◆ Work required
Return the listing below word for word.

>> Begin

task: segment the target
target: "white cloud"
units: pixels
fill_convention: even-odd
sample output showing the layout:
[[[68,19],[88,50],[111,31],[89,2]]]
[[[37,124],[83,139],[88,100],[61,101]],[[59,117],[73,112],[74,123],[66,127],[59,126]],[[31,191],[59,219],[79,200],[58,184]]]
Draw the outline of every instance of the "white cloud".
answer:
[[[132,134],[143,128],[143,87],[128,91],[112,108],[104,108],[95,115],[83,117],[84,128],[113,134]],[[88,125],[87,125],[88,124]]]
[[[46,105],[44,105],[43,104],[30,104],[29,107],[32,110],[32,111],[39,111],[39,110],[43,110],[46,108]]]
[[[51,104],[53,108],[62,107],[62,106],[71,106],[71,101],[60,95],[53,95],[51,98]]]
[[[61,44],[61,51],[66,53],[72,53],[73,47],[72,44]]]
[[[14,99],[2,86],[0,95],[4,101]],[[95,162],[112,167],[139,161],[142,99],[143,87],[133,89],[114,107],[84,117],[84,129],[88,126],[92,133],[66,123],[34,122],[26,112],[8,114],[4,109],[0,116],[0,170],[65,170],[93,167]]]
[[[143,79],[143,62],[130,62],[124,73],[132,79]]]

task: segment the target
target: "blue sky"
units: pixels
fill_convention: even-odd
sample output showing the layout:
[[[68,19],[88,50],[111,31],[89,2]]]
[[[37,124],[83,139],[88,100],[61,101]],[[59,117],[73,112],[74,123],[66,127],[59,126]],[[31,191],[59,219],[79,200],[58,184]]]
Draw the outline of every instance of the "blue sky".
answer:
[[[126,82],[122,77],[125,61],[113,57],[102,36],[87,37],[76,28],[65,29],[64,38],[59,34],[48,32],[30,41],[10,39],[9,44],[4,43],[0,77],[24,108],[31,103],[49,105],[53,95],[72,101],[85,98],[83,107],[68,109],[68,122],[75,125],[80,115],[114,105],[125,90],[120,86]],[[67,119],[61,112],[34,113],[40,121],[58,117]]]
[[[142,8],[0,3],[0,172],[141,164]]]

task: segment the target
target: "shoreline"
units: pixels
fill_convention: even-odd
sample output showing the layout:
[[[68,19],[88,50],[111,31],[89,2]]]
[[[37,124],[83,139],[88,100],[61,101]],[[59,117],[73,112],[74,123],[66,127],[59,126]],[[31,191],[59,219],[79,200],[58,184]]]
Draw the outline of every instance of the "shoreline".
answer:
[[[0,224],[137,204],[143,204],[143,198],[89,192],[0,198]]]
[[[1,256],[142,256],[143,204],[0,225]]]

>> End

◆ The solution
task: segment the target
target: "white cloud"
units: pixels
fill_convention: even-odd
sample output showing the layout:
[[[68,19],[88,50],[111,31],[89,2]]]
[[[37,124],[83,139],[88,100],[61,101]],[[59,117],[73,112],[74,123],[66,127],[59,126]],[[31,191],[59,219],[79,200],[58,184]]]
Draw the outline of every instance of the "white cloud".
answer:
[[[132,134],[143,128],[143,87],[128,91],[112,108],[104,108],[95,115],[83,117],[84,128],[113,134]],[[88,125],[87,125],[88,124]]]
[[[46,105],[44,105],[43,104],[30,104],[29,107],[32,110],[32,111],[39,111],[39,110],[43,110],[46,108]]]
[[[51,104],[53,108],[62,107],[62,106],[71,106],[71,101],[60,95],[53,95],[51,98]]]
[[[61,44],[61,51],[66,53],[72,53],[73,47],[72,44]]]
[[[14,99],[2,86],[0,95],[4,101]],[[95,162],[112,167],[139,161],[142,99],[143,87],[133,89],[114,107],[84,117],[84,129],[88,126],[92,133],[66,123],[34,122],[26,112],[8,114],[4,109],[0,116],[0,170],[65,170],[93,167]]]
[[[143,79],[143,62],[130,62],[124,73],[132,79]]]

task: segment the target
target: "blue sky"
units: pixels
fill_convention: even-odd
sample output showing the layout:
[[[68,19],[88,50],[111,31],[89,2]]]
[[[37,124],[83,139],[88,100],[61,101]],[[59,117],[73,112],[74,123],[66,127],[59,126]],[[31,191],[59,219],[79,200],[58,184]]]
Draw the outline of every instance of the "blue sky".
answer:
[[[126,82],[122,77],[125,61],[113,57],[102,36],[87,37],[76,28],[65,29],[64,38],[59,34],[48,32],[30,41],[10,39],[9,44],[4,43],[0,77],[24,108],[31,103],[49,105],[53,95],[72,101],[85,98],[83,107],[68,109],[68,122],[75,125],[80,115],[114,105],[125,90],[120,86]],[[67,119],[61,112],[34,113],[40,121],[58,117]]]
[[[142,8],[0,3],[0,172],[141,164]]]

task: segment the target
target: "shoreline"
units: pixels
fill_convention: even-odd
sample output showing the layout:
[[[68,19],[88,50],[111,31],[89,2]]]
[[[37,124],[83,139],[88,100],[61,101]],[[59,117],[73,112],[74,123],[66,127],[59,126]],[[31,191],[59,219],[79,200],[58,184]]]
Draw the outline of every instance of the "shoreline".
answer:
[[[0,224],[137,204],[143,204],[143,198],[89,192],[0,198]]]
[[[1,256],[142,256],[143,204],[0,225]]]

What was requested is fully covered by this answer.